Aim of the task: Show every line of the records below that contains the word "order", copying each line in full. The match is case-sensitive.

Extracted information:
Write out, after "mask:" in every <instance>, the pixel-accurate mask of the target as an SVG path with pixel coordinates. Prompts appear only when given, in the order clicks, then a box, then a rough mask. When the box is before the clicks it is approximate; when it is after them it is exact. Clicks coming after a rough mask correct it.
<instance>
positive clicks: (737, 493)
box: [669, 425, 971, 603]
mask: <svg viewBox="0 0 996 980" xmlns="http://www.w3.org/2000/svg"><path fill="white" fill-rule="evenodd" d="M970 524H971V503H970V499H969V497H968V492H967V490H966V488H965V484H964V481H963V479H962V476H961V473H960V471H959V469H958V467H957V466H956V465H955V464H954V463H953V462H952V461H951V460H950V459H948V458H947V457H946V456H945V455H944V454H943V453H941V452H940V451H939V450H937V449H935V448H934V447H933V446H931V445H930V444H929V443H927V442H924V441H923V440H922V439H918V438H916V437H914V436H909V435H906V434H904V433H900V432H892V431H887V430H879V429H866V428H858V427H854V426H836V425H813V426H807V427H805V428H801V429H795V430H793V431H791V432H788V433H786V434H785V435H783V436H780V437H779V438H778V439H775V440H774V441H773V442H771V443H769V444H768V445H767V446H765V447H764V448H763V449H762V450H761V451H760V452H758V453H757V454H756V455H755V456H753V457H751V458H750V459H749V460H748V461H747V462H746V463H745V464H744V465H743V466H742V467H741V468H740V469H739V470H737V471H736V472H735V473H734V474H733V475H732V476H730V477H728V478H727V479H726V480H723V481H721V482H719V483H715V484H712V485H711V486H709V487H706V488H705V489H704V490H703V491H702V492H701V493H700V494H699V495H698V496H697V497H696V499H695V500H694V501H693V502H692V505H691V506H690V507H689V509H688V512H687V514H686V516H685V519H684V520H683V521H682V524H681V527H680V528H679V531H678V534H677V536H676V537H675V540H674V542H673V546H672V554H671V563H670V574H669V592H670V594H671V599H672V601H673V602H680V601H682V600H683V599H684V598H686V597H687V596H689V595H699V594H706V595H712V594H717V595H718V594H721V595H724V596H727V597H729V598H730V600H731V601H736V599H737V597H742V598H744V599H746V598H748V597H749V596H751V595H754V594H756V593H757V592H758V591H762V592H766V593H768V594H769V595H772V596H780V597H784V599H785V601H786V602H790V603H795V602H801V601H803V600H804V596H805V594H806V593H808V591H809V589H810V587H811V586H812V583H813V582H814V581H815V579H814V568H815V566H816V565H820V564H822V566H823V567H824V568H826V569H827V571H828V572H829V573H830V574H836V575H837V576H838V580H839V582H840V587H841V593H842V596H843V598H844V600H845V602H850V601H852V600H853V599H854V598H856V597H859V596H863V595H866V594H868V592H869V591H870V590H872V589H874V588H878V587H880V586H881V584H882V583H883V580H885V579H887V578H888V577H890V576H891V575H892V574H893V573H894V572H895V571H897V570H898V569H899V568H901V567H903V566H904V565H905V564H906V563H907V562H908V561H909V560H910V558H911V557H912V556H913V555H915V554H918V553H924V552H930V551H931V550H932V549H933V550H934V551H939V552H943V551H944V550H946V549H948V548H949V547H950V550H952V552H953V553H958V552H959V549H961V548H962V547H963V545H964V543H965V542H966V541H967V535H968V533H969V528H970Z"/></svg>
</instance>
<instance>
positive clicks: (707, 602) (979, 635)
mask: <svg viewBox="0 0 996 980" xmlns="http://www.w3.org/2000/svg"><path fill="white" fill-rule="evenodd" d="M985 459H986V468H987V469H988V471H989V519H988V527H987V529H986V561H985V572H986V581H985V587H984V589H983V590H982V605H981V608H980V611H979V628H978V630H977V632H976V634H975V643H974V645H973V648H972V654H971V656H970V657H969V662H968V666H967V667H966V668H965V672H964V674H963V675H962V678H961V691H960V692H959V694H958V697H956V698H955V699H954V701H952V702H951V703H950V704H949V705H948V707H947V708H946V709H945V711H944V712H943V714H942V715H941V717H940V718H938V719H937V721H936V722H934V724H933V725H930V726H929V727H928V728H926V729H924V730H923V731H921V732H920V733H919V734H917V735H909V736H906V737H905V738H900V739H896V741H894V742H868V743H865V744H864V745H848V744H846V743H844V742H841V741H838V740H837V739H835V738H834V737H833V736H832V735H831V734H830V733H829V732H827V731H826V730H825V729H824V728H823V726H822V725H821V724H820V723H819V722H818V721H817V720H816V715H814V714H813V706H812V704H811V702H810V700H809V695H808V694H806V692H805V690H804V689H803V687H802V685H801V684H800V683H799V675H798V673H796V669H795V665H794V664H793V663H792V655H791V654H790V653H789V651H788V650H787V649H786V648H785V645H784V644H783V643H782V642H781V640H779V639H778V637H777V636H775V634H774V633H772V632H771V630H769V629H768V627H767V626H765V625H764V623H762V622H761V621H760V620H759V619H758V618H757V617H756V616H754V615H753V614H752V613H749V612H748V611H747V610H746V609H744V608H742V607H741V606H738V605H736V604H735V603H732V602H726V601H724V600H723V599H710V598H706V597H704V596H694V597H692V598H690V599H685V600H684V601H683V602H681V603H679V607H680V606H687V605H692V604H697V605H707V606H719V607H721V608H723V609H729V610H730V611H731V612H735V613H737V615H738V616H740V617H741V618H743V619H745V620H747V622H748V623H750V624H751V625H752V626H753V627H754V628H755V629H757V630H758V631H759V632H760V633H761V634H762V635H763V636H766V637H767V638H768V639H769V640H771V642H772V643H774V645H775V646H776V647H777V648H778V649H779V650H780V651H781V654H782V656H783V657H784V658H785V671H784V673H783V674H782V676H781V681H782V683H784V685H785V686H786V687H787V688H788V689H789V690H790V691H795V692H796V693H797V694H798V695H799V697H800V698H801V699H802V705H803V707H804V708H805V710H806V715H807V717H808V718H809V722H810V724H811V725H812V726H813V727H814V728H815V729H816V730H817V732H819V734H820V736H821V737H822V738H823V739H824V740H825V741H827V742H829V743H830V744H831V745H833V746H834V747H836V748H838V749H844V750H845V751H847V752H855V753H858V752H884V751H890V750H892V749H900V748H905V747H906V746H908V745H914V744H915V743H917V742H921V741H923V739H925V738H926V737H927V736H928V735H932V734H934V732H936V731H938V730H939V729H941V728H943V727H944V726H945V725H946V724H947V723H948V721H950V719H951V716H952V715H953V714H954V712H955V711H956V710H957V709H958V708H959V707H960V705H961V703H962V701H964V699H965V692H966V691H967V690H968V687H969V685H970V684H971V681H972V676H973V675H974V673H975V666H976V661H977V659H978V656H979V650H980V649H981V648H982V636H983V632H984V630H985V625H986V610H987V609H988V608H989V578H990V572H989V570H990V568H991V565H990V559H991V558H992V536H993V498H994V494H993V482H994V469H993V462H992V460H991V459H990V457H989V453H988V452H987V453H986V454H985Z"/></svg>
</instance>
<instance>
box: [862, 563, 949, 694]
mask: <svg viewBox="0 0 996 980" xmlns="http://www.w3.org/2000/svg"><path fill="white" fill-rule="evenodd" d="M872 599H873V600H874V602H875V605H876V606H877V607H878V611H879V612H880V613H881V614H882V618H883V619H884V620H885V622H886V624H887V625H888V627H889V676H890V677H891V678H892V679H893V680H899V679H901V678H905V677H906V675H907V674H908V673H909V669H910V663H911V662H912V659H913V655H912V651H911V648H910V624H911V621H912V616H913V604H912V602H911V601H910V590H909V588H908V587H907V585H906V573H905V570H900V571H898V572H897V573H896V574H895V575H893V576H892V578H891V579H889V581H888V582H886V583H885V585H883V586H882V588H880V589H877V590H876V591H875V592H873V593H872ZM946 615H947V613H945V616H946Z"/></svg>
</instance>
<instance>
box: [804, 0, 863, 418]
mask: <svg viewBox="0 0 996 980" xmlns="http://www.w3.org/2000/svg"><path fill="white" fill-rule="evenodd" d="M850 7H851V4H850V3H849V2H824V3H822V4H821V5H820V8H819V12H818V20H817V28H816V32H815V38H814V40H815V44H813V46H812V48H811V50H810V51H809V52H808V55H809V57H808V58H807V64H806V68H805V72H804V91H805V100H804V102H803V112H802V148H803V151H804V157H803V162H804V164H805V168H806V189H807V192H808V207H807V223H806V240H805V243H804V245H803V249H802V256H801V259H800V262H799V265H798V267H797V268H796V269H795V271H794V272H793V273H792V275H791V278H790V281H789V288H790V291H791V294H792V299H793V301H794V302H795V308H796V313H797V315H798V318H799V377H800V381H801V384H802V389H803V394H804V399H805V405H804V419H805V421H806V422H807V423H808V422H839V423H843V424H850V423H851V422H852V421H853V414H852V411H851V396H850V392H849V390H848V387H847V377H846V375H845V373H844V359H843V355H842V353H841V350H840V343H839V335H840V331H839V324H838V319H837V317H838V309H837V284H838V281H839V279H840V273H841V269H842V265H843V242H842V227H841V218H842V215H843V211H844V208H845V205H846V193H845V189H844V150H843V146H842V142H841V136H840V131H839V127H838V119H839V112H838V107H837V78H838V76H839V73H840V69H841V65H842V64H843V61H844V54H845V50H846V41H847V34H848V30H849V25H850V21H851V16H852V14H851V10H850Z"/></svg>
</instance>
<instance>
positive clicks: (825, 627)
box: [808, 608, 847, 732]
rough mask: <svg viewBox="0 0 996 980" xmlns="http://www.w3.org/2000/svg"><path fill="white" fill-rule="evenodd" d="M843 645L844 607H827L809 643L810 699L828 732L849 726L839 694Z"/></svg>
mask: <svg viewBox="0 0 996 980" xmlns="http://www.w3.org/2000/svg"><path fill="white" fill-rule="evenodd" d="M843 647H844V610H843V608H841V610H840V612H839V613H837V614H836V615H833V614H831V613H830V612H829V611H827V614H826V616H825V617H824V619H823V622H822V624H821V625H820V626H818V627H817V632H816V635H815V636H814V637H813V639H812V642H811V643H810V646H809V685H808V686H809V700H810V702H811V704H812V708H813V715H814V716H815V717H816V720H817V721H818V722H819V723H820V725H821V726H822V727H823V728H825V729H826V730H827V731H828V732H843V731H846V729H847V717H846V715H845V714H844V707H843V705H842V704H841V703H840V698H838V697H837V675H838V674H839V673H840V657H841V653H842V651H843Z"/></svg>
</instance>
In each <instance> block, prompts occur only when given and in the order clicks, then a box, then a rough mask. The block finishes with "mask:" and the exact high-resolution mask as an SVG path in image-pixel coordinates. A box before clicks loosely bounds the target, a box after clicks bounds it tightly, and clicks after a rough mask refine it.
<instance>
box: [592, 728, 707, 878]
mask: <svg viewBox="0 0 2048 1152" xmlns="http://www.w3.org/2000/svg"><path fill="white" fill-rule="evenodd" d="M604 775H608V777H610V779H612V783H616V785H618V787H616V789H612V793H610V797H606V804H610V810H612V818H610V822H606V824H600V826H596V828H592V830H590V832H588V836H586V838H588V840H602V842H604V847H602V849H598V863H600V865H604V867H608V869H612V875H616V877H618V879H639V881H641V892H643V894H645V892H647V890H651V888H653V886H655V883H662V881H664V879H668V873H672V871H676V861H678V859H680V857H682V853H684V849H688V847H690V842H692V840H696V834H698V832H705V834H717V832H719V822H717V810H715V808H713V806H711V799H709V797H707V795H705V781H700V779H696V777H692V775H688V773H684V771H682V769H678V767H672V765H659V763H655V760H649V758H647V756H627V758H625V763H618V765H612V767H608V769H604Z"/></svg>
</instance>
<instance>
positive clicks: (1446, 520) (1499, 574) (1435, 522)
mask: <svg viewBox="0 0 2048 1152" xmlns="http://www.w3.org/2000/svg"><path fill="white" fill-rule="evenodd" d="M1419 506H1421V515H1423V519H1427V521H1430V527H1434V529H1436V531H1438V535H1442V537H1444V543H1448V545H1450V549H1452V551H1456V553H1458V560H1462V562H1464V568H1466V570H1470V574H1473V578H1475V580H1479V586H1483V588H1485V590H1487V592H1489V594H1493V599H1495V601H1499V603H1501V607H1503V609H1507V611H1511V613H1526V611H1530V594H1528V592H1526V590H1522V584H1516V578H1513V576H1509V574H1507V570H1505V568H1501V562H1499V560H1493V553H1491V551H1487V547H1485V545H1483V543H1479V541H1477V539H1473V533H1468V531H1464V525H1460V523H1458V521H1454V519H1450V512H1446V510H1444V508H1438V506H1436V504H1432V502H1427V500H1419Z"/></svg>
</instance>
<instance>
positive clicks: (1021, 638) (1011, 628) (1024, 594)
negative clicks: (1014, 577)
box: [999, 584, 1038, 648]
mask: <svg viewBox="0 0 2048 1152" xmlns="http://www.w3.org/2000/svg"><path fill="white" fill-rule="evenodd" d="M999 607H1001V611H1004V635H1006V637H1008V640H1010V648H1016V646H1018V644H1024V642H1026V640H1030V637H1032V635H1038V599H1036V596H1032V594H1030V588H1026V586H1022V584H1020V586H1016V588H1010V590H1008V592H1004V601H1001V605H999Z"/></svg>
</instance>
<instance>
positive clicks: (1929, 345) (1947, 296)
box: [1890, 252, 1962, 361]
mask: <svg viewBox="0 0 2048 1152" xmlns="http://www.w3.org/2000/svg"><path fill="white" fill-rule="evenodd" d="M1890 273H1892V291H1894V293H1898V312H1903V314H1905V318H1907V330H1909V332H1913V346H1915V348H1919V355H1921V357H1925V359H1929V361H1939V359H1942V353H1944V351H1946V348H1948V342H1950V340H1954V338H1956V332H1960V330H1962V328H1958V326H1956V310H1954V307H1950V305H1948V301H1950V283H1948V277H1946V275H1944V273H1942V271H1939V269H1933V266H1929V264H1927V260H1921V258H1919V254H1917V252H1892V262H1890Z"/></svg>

Result for this task:
Write out, after "mask:" in every <instance>, the pixel-accurate mask of the target as an SVG path with pixel coordinates. Prompts appear only when given, in the order clicks, then a box, then a rough mask. When the box is before the clicks it is approximate; when it is after them it is exact. Clicks coming after a rough mask correct it.
In each <instance> block, prompts occur only when given and in the order clicks, then a box, then a rough mask. The block finishes with "mask:" and the exact high-resolution mask as an SVG path in image-pixel coordinates. A box before clicks loosely bounds the target, a box after clicks bounds it tightly, and clicks after a rough mask refine it.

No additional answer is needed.